+++ Data provided +++
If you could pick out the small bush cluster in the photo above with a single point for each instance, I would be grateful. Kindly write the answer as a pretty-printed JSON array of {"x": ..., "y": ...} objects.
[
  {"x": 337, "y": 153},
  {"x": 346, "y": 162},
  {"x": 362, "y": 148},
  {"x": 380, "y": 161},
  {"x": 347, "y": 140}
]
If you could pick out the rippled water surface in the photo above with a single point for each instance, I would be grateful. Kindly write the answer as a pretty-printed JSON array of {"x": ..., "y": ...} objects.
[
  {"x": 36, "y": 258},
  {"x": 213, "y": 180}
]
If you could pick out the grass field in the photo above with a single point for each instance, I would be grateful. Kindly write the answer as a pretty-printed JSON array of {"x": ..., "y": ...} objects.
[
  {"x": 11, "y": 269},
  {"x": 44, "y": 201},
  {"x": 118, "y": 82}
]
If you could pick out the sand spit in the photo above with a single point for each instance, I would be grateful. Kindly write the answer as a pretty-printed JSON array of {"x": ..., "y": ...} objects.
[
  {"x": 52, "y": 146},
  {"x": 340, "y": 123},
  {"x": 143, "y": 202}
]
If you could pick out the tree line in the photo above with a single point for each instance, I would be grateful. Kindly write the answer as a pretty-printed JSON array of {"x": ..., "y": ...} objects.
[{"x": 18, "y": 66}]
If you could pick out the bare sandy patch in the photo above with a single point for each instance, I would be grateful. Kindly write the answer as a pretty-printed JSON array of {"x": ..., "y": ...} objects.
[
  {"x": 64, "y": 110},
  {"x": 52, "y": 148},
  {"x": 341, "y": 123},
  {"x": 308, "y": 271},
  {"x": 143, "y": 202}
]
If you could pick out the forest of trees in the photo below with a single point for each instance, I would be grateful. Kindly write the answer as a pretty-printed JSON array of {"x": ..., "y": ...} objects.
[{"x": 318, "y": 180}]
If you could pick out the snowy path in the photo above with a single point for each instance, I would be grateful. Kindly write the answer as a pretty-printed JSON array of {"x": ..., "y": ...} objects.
+++
* What is asked *
Please rewrite the listing above in full, swapping every "pretty-printed" for "indented" and leaving everything else unchanged.

* Exercise result *
If you could pick out the small bush cluster in the photo above with a single point for each instance, I would be grateful. Kindly write the answer as a indented JSON array of {"x": ..., "y": ...} objects.
[
  {"x": 337, "y": 153},
  {"x": 346, "y": 162},
  {"x": 362, "y": 148},
  {"x": 380, "y": 161},
  {"x": 347, "y": 140}
]
If you could pick out the rippled water surface in the photo above with a single point for each instance, I would be grateful. Kindly write the answer as a indented JSON array of {"x": ..., "y": ...} objects.
[
  {"x": 36, "y": 258},
  {"x": 213, "y": 180}
]
If you could pick out the grass field in the photo above with a single point for each instance, I would be grateful. Kindly write the answer as a indented JSON array of {"x": ..., "y": ...} objects.
[
  {"x": 11, "y": 269},
  {"x": 44, "y": 201},
  {"x": 118, "y": 82}
]
If you could pick out the sand spit in the photo above with a single point for each instance, I would be grateful. Kindly write the answer as a indented JSON array of {"x": ..., "y": ...} objects.
[
  {"x": 52, "y": 146},
  {"x": 340, "y": 123},
  {"x": 143, "y": 202}
]
If you could pick out the tree line in the photo above with a single point for each instance, I would be grateful. Kindly write the answer as a indented JSON array of {"x": ..., "y": ...} objects.
[{"x": 18, "y": 66}]
If you could pick out the bare sandy patch in the photo above with a single point for each instance, I would be grateful. Kindly write the answer as a indented JSON array of {"x": ..., "y": ...} objects.
[
  {"x": 64, "y": 110},
  {"x": 52, "y": 148},
  {"x": 341, "y": 123},
  {"x": 308, "y": 271},
  {"x": 143, "y": 202}
]
If you could pick out the forest of trees in the photo below with a single point for each instance, I would be grateful. Kindly write the answer as a indented JSON array of {"x": ..., "y": ...} objects.
[{"x": 318, "y": 180}]
If you could pick out the snowy path in the photo above with a single point for each instance, I would be grateful. Kindly write the answer as a indented JSON array of {"x": ..., "y": ...} objects.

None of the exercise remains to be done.